→ **Trecho do texto**:
########

Guerra no Irã faz preço da gasolina e do diesel disparar no DF; especialistas alertam para inflação

março 12, 2026

Dez dias após o início do conflito no Oriente Médio, distribuidoras já repassaram reajustes de até R$ 0,48 por litro de diesel aos postos do Distrito Federal, sem justificativa oficial

Pouco mais de dez dias após o início do conflito entre Estados Unidos, Israel e Irã, os efeitos da guerra no Oriente Médio já chegaram ao bolso de quem abastece no Distrito Federal. As distribuidoras de combustíveis que atendem os postos da capital aumentaram seus preços sem qualquer anúncio oficial de reajuste por parte da Petrobras.

O presidente do Sindicombustíveis-DF, Paulo Tavares, confirmou os repasses na última terça-feira (10/3): o diesel subiu entre R$ 0,45 e R$ 0,48 por litro, e a gasolina entre R$ 0,10 e R$ 0,17. Com isso, o preço médio da gasolina nas bombas do DF chegou a R$ 6,42 acima da média nacional de R$ 6,30.

Para Tavares, a justificativa está no mercado internacional. Apesar de a Petrobras ser autossuficiente na extração de petróleo, o Brasil depende de importação no processo de refino especialmente no caso do diesel. Com o barril de petróleo reagindo à instabilidade geopolítica, as distribuidoras que precisam repor estoques passam a pagar mais caro e repassam a diferença aos postos.

Diesel como gatilho da inflação

O professor de economia da Universidade do Distrito Federal (UnDF), Riezo Almeida, explica que o conflito encarece tanto o frete marítimo quanto o seguro das cargas importadas. Para ele, o aumento no diesel é um sinal de alerta para a inflação de transportes e serviços nas próximas semanas.

“As distribuidoras operam com estoques, e o reajuste anunciado já reflete a reposição desses estoques sob o novo patamar de preços internacionais”, avaliou. A recomendação do especialista é acompanhar os desdobramentos nos próximos dias.

########

→ **Objetivo do exercício**: Extraia da notícia sobre a alta dos combustíveis no DF o trecho que começa em "Diesel como gatilho" e segue até "nos próximos dias.", copiando-o sem qualquer alteração. Baseie-se somente no texto para responder.

→ **Dados coletados**:
########

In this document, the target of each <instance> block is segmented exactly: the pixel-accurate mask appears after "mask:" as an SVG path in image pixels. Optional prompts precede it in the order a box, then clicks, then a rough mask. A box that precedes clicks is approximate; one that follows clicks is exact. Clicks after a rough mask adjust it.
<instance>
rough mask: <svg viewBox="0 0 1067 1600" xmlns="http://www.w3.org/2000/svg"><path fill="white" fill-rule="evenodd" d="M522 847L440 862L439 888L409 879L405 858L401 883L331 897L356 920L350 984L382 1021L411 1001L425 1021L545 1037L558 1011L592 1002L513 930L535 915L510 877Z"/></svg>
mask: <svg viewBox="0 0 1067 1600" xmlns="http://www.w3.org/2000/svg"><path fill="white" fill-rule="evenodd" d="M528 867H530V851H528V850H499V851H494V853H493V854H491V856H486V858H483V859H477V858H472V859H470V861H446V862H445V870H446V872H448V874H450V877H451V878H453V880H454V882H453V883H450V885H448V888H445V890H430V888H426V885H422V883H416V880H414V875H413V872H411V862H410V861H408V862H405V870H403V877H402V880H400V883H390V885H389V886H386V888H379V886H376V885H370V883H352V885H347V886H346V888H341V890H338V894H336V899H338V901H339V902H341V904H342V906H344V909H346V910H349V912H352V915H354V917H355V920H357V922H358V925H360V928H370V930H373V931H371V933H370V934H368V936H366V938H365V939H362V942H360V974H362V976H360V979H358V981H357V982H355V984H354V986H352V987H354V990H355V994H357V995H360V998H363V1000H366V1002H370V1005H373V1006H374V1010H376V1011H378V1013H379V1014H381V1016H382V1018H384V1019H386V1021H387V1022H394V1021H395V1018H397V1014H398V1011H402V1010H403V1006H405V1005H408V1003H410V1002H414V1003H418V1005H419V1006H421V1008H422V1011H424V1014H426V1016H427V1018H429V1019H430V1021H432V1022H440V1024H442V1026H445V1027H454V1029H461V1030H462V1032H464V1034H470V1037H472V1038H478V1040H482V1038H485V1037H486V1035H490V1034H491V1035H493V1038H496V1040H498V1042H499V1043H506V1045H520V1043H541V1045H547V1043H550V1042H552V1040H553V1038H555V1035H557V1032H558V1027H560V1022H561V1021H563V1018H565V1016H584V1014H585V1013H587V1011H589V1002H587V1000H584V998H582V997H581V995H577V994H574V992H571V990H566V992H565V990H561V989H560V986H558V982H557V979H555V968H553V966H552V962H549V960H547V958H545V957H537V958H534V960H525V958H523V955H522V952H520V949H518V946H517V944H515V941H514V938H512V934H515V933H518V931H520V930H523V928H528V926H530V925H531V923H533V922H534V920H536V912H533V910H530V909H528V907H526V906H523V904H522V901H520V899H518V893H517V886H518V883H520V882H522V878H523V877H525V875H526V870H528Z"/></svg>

########

→ **Resposta abaixo**:
Diesel como gatilho da inflação

O professor de economia da Universidade do Distrito Federal (UnDF), Riezo Almeida, explica que o conflito encarece tanto o frete marítimo quanto o seguro das cargas importadas. Para ele, o aumento no diesel é um sinal de alerta para a inflação de transportes e serviços nas próximas semanas.

“As distribuidoras operam com estoques, e o reajuste anunciado já reflete a reposição desses estoques sob o novo patamar de preços internacionais”, avaliou. A recomendação do especialista é acompanhar os desdobramentos nos próximos dias.